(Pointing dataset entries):
....

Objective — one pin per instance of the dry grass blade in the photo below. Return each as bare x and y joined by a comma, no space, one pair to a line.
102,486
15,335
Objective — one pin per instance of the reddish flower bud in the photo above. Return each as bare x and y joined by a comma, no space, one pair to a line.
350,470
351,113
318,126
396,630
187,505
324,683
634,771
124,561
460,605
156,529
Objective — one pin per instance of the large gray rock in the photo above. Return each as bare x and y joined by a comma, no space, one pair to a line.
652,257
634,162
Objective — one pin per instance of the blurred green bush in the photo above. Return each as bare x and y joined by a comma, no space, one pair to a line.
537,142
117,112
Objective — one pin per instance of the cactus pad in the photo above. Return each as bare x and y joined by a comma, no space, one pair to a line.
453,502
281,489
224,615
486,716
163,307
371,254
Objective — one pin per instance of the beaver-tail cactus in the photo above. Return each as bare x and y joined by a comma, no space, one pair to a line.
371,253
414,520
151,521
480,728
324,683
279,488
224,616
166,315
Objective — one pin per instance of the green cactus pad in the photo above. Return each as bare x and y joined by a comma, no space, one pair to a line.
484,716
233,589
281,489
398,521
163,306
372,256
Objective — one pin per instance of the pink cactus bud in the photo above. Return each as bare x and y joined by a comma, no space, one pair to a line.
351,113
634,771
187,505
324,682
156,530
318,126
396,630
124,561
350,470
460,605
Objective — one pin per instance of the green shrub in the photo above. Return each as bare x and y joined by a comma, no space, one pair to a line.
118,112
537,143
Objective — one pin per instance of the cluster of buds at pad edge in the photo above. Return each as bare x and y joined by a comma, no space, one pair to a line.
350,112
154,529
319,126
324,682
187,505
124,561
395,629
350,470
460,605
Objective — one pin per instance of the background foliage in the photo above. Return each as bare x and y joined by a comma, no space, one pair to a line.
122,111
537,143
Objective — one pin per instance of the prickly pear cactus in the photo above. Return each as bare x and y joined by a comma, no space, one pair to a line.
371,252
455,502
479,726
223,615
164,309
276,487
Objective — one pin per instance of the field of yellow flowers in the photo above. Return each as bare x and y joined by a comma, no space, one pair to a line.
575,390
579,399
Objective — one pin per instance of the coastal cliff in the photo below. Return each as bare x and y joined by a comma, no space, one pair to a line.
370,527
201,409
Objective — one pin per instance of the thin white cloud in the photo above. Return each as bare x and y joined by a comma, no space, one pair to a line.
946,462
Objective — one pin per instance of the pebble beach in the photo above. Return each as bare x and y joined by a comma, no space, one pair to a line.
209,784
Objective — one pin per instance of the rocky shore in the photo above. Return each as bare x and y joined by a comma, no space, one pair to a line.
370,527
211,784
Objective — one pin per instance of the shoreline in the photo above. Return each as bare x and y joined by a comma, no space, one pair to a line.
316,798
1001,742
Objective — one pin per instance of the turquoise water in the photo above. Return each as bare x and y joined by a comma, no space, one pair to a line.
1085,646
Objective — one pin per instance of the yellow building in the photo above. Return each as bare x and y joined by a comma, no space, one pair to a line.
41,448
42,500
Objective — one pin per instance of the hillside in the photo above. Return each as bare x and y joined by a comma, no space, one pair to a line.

....

(What the task requires): Write out the entries word for word, starting at the line that contains "Objective — one pin per instance of the rocky" and ending at the last line of the entries above, both included.

(Task solution):
Objective — one pin per instance of the rocky shore in the photo above. Return each as bare x and y joined by a comma, no space, one pair to a line.
370,527
211,784
Objective — one pin per instance of the shoreline in the photo above. Return each as bare x and y joined by a comma, no space, one pair to a line.
316,798
1001,742
Objective — one pin per instance of the turquoise water in the photo above. Return each as bare x and y joined by a comma, no space, one pair to a line.
1085,646
Objective — one pin per instance of the yellow building in the photo above. Return each as bare x and y joined by a comma, no space, one pair to a line.
41,448
42,500
Objective — one pin per instance of the hillside in the photo above. Return each as bare x and y joined by a comma, no space, one pair to a line.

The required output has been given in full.